# Aim
Everything from the line containing "Target: music folder" to the final line of the records below should be given again exactly, and nothing else.

# Stored data
::::
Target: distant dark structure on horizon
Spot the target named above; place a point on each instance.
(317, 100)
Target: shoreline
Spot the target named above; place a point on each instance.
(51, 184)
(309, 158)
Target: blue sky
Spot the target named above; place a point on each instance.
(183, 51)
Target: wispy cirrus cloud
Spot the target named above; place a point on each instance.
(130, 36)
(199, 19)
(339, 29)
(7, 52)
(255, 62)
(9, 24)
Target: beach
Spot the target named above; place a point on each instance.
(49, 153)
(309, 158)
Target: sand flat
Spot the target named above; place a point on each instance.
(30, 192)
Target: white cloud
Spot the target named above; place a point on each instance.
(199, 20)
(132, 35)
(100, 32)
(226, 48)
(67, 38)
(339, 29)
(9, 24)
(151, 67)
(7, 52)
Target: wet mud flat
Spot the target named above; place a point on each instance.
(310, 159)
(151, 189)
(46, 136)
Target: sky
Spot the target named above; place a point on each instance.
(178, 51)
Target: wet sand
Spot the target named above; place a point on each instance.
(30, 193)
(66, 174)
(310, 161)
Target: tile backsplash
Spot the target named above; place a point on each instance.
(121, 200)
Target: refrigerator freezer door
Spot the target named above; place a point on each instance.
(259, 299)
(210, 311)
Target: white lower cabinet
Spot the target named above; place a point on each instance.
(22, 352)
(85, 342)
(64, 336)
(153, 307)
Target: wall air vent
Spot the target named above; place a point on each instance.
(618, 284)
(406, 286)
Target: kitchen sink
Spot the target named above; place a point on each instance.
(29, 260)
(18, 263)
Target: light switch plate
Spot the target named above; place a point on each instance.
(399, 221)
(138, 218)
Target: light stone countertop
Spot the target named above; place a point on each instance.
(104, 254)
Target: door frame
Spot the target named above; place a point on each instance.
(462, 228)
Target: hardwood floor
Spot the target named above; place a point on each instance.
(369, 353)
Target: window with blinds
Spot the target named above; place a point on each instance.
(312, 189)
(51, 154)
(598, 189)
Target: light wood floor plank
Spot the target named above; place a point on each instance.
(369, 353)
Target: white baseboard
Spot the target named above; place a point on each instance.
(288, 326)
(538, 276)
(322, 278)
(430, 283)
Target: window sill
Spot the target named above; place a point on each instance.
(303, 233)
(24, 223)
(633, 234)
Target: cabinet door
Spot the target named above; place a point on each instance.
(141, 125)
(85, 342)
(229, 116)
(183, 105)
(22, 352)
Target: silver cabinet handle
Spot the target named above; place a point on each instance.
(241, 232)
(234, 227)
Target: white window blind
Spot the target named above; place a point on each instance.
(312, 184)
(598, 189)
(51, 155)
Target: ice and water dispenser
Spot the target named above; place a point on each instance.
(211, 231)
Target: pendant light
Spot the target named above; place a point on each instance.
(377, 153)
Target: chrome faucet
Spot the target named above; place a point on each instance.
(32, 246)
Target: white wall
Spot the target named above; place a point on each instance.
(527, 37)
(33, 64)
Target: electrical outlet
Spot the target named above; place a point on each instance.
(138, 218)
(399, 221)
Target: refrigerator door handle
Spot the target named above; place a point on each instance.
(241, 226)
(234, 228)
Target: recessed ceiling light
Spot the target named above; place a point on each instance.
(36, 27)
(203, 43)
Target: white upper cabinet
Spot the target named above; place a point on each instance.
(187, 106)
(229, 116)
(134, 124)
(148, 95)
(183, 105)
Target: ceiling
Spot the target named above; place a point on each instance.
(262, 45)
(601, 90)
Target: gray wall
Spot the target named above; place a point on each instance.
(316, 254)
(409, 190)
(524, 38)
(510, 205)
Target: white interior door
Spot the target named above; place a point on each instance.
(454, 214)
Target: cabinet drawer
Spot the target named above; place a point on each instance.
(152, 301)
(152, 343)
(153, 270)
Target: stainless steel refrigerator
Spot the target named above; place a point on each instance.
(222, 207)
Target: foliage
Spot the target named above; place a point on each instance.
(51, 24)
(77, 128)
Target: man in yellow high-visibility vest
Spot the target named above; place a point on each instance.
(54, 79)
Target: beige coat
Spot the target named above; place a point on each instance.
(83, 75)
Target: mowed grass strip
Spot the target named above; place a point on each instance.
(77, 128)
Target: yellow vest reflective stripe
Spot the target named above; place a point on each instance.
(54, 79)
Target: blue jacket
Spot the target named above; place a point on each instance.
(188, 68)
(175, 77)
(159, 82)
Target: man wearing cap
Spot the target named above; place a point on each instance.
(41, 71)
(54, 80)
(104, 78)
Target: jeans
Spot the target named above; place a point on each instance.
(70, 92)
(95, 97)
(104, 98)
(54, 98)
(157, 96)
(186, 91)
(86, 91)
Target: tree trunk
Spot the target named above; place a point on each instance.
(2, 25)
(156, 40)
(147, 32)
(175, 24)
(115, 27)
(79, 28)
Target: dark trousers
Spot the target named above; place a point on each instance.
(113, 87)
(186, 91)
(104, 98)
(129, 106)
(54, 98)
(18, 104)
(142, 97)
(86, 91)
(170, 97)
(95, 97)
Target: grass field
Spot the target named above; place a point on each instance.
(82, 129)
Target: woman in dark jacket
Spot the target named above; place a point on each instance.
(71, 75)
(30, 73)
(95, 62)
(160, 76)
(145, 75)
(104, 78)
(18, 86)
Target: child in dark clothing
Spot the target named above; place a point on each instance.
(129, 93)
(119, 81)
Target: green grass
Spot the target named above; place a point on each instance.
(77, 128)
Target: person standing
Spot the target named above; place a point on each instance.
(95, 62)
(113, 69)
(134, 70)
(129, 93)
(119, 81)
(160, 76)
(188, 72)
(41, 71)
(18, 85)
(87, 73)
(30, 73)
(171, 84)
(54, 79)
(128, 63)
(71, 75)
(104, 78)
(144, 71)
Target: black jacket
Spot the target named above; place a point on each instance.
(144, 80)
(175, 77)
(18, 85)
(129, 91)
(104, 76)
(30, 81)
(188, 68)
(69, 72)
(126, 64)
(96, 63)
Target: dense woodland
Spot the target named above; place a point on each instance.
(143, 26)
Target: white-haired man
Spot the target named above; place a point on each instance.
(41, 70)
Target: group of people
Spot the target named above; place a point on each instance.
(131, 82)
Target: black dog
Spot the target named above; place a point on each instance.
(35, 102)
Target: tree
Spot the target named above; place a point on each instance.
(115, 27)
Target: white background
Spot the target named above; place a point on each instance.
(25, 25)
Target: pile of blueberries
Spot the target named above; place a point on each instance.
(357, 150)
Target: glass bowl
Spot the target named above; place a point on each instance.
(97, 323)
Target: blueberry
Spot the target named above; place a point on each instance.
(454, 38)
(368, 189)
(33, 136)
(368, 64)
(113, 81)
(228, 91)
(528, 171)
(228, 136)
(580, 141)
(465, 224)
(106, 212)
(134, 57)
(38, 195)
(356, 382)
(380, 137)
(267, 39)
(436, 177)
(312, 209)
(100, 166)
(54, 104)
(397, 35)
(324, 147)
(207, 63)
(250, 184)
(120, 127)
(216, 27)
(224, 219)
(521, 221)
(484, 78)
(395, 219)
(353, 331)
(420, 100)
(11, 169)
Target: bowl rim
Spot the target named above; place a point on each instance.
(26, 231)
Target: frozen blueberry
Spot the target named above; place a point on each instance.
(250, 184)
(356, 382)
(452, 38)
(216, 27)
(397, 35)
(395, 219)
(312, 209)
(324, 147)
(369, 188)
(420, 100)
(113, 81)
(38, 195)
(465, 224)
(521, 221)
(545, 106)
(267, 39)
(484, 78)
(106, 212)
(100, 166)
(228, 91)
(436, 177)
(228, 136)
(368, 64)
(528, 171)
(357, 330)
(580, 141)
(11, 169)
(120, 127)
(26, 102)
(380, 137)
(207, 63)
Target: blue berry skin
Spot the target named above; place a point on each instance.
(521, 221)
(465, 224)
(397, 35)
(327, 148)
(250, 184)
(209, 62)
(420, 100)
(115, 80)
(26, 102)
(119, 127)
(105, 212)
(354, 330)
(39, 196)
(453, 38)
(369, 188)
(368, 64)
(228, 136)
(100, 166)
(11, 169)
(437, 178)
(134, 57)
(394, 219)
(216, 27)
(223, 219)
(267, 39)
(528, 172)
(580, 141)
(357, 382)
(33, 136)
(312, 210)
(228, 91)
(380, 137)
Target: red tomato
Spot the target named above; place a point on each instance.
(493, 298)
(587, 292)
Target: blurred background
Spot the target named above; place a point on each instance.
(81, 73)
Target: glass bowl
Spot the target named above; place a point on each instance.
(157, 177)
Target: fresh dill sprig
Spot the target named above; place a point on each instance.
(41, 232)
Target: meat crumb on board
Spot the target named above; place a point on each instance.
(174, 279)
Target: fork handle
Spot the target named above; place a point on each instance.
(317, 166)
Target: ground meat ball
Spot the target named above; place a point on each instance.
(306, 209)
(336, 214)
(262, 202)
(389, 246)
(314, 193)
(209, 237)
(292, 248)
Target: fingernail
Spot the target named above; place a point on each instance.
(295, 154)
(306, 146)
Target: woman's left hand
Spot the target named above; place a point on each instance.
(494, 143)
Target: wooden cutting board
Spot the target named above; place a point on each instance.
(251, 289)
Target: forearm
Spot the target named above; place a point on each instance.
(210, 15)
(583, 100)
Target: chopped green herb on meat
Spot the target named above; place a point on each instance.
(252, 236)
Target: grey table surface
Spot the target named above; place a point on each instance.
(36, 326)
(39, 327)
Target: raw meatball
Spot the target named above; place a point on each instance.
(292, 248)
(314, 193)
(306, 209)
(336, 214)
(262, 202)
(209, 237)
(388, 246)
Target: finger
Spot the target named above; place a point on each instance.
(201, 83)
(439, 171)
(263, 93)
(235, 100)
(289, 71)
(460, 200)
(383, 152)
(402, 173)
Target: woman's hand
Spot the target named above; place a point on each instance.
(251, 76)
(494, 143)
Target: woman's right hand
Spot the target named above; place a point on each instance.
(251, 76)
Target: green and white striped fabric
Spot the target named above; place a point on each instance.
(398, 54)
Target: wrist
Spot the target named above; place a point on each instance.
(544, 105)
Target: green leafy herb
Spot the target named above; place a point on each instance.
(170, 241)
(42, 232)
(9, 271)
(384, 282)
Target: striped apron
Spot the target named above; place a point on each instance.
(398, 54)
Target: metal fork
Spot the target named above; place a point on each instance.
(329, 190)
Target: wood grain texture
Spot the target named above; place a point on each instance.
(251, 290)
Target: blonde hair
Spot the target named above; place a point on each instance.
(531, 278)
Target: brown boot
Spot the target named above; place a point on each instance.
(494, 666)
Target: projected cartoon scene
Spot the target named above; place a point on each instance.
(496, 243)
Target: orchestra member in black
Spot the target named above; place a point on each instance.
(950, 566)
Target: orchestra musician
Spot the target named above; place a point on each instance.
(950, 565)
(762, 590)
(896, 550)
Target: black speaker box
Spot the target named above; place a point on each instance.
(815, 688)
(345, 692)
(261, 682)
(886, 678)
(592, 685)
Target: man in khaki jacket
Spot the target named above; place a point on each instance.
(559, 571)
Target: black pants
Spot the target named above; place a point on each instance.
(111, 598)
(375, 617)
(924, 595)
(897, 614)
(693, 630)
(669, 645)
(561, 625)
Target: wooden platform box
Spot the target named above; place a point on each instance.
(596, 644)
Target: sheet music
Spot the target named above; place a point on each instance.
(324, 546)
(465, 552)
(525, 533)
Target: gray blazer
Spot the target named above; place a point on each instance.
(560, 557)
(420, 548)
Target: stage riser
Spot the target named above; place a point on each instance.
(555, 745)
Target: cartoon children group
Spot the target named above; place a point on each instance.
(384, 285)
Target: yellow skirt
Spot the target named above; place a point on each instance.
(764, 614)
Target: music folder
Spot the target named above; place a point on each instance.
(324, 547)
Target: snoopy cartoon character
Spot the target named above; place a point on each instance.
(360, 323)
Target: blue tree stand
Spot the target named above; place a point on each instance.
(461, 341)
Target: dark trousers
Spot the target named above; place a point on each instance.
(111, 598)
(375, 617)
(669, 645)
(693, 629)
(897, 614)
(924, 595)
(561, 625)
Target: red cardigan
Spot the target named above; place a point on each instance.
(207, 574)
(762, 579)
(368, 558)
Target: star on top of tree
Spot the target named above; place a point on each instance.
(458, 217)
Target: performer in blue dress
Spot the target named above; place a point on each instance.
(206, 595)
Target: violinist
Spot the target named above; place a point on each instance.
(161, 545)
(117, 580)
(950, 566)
::::
# Response to this exercise
Target: music folder
Spot the target named above; place a point on each instance.
(324, 547)
Target: snoopy cartoon character
Spot the target named above; place a point on each instance.
(360, 323)
Target: blue tree stand
Spot the target named above; place a point on each instance.
(461, 341)
Target: dark trousers
Spot the target named above; place a point on each instance.
(111, 598)
(375, 617)
(669, 645)
(693, 629)
(897, 614)
(924, 595)
(561, 625)
Target: red cardigan
Spot the target named above; place a point on each instance.
(207, 574)
(762, 579)
(368, 558)
Target: star on top of tree
Spot the target named above; place a point on each instance.
(458, 217)
Target: performer in blue dress
Spot the target named above; place a point on each instance.
(206, 595)
Target: violinist
Spot the target named above; place a point on each instance.
(161, 545)
(117, 580)
(950, 566)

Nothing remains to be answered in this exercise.